* Begin *
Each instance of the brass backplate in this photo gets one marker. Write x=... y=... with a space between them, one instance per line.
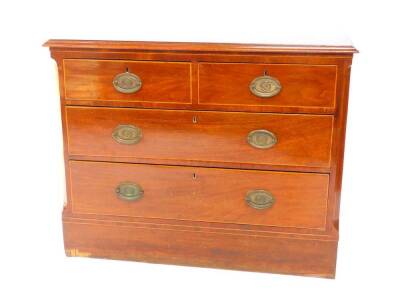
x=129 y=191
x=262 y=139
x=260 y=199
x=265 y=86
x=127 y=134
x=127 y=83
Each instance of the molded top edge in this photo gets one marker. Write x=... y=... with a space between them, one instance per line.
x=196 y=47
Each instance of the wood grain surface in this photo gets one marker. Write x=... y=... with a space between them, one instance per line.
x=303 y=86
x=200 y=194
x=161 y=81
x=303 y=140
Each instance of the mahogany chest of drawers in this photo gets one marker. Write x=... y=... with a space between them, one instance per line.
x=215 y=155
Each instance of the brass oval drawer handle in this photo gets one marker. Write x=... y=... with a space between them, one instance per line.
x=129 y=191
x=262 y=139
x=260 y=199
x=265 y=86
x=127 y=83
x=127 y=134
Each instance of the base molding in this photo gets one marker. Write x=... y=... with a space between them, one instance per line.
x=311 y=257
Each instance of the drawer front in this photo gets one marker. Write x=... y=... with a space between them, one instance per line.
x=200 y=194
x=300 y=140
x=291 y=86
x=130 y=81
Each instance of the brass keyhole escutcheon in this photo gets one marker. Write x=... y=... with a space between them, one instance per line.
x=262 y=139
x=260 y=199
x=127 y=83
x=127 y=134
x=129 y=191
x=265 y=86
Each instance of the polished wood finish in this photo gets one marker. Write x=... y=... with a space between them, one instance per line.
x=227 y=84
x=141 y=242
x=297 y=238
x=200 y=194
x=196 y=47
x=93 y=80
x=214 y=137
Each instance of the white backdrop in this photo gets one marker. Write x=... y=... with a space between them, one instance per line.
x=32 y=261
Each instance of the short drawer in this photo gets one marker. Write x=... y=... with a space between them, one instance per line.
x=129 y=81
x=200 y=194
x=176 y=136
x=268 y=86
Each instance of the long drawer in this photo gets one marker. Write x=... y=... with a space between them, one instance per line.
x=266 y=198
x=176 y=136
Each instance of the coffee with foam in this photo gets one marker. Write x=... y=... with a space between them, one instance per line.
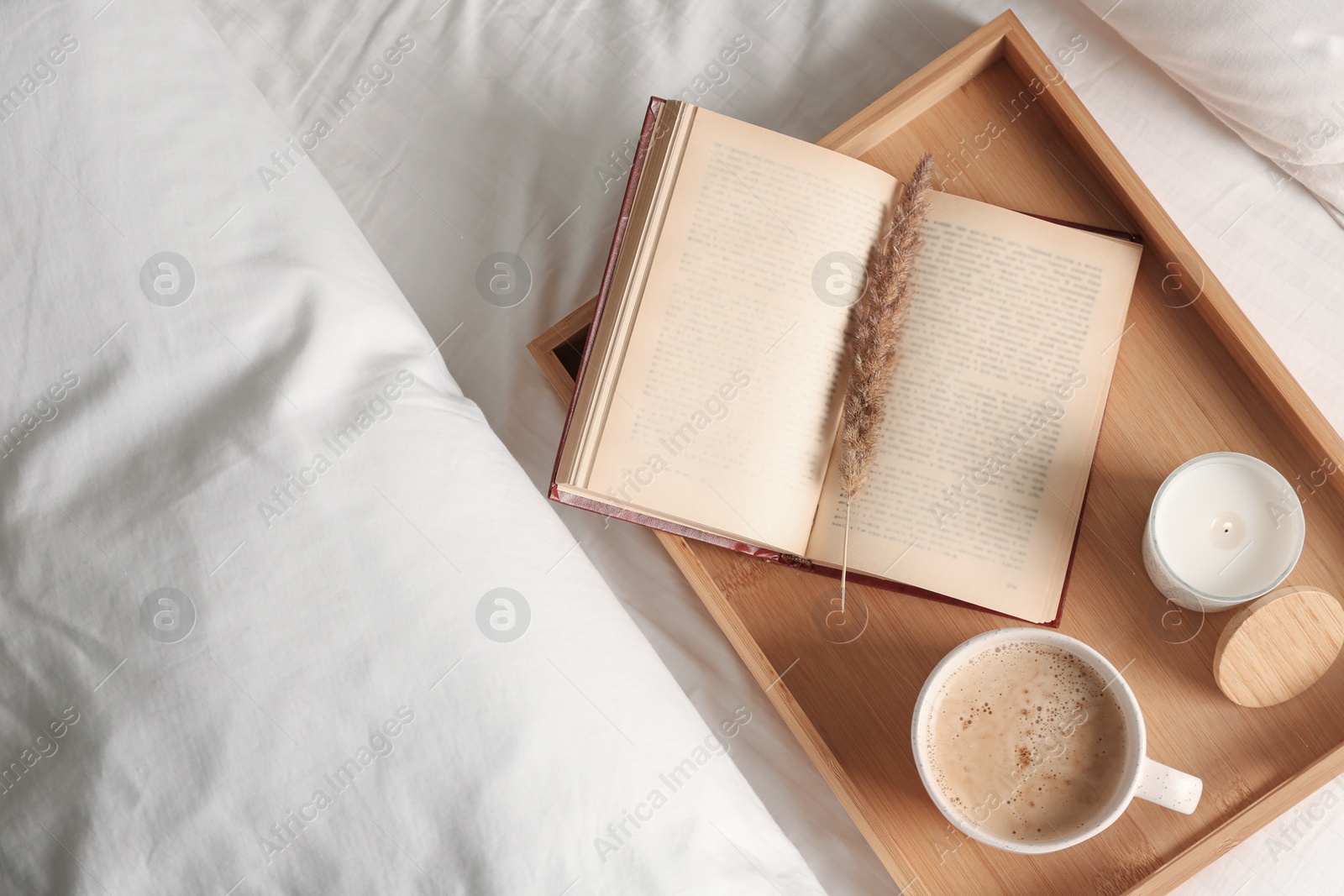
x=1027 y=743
* End *
[WHAT YOU NEED TO DO] Return every item above word for word, from the first to the last, and leave the pictures out.

[TASK RESPONSE]
Each instance of the brass backplate in this photo gets one marker. Write x=... y=... with a space between them, one instance per line.
x=129 y=191
x=262 y=139
x=260 y=199
x=265 y=86
x=127 y=134
x=127 y=83
Each instance of the molded top edge in this photo gets one marker. Write x=... y=... with a space between them, one instance per line.
x=196 y=47
Each instance of the wood grain surface in this photo gets one marker. Write x=... y=... with a space between them, one instance per line.
x=303 y=86
x=200 y=194
x=161 y=81
x=303 y=140
Each instance of the mahogany chest of drawers in this photo gets one marker. Write x=... y=... with a space between them, one instance per line.
x=215 y=155
Each instance of the brass oval drawer handle in this photo gets one marker. Write x=... y=... with a space between them, one instance per line.
x=129 y=191
x=262 y=139
x=260 y=199
x=265 y=86
x=127 y=83
x=127 y=134
Each instance of the base molding in this photo gets one marker. Write x=... y=... with a space between them, one instance per line.
x=311 y=257
Each instance of the drawer front in this photo gets one marker. Write x=... y=... with a space between them, one instance per line.
x=200 y=194
x=300 y=140
x=291 y=86
x=130 y=81
Each instance of the brass keyhole escutcheon in this photo gets one marker. Write x=... y=... with a space between them, one instance per line.
x=262 y=139
x=260 y=199
x=127 y=83
x=127 y=134
x=129 y=191
x=265 y=86
Each instance of the polished wood finish in this photo gets one marker. Write x=... y=... with a space between them, one instance per line.
x=227 y=84
x=141 y=242
x=297 y=238
x=200 y=194
x=196 y=47
x=93 y=80
x=214 y=137
Each instance of the white backdrop in this photo gets one marker. Write x=... y=... with a space between them, one instance per line.
x=32 y=261
Each instance of the short drawer in this photo gets one marker. Write x=... y=... with a space between them, one instance per line.
x=129 y=81
x=200 y=194
x=176 y=136
x=268 y=86
Each instance of the long drawer in this photo gets one marker. Write x=... y=... with a space between them, one instance per line.
x=266 y=198
x=176 y=136
Each instance of the coffee with foam in this photo gets one marker. Write x=... y=... with a space between them, one instance per line.
x=1027 y=743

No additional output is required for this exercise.